* _AIM OF THE EXERCISE_:
Carry on the piece about signs that a couple should go to therapy, starting right after its last sentence and keeping the same style.

* _TEXT EXCERPT_:
Many couples have a hard time figuring out if and when they should go to couple’s therapy. Some end up taking too long to decide, by which time anger, resentment, and unhappiness have already set in. This is a tough position to be in and the damage can be very difficult to fix. If you have hopes of saving your relationship, seek a therapist’s help once you start noticing these signs.
You feel like you’re all by yourself. Feeling lonely in a relationship is one of the saddest and most hurtful emotions that ever. Maybe you don’t feel loved, respected, supported, or heard. Maybe you can’t shake the feeling that they’re going to leave you. Whatever the issue is, your relationship will be better off if it’s addressed sooner rather than later.
You feel the need to monitor your partner closely. Do you have a constant urge to go through your partner’s phone or computer? Do you worry about what they might be up to whenever you’re not together? Are you always double-checking the things they say to confirm that they’re being honest with you? This usually indicates broken trust. Going to couple’s therapy can help you work through your feelings, rebuild trust, and forge a healthy relationship.

* _GIVEN INFORMATION_:
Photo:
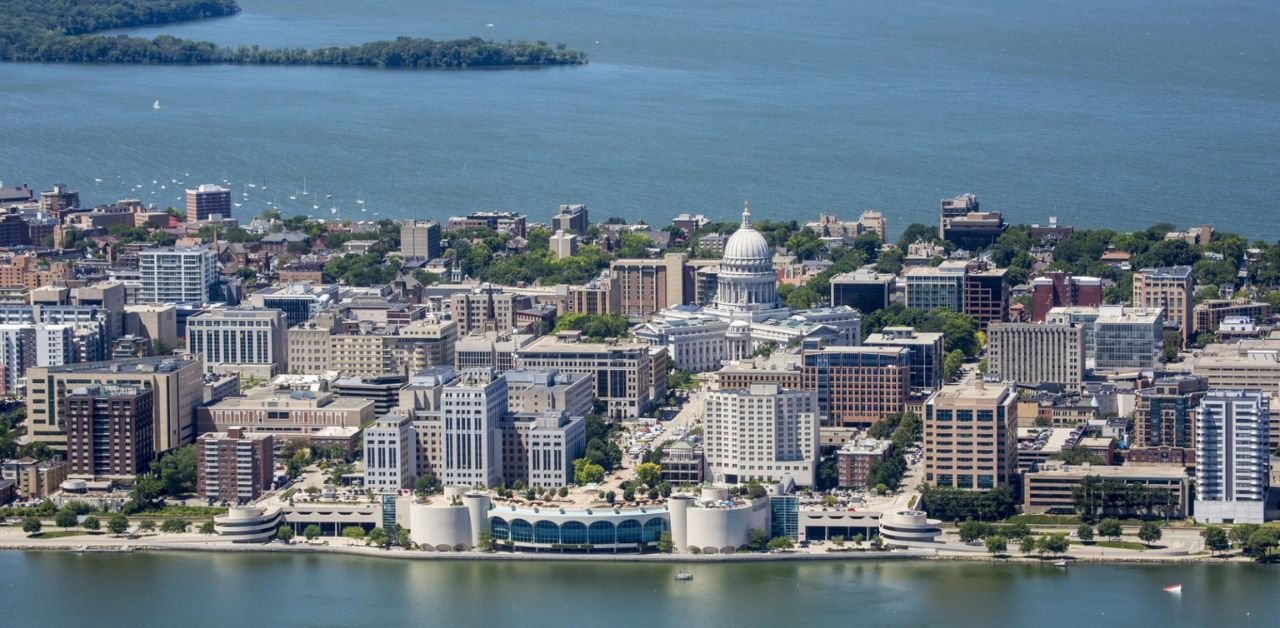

* _RESULT FOR THIS TASK_:
Sex has become an obligatory activity. If you or your partner is avoiding physical intimacy or phoning it in in the bedroom, it’s time to get in touch with a therapist. There are clearly some underlying issues preventing you or them from desiring or enjoying sex, and you’ll need a safe space to work through them. It could be that your libidos are mismatched or that one person feels sex is being used as a tool of power and manipulation.
Your arguments are never-ending. You’re having a normal conversation and the next thing you know, you’re yelling at each other. You keep having the same argument over and over and you can’t understand why the other person just won’t see your side of things and keep these fights from happening. A therapist can help you uncover the real triggers behind your conflicts and put an end to the exhausting cycle.
You’re communicating wrong or not doing it at all. A lot of the time, the conflicts in a relationship boil down to how well you’re communicating with each other. If you’re choosing silence, not listening to your partner, ignoring the issue, scared to open up, or shouting at the top of your voice to get heard, that’s not going to work. Couple’s therapy can provide a space for you to express yourself without feeling insecure, judged, silenced, shamed, or overlooked.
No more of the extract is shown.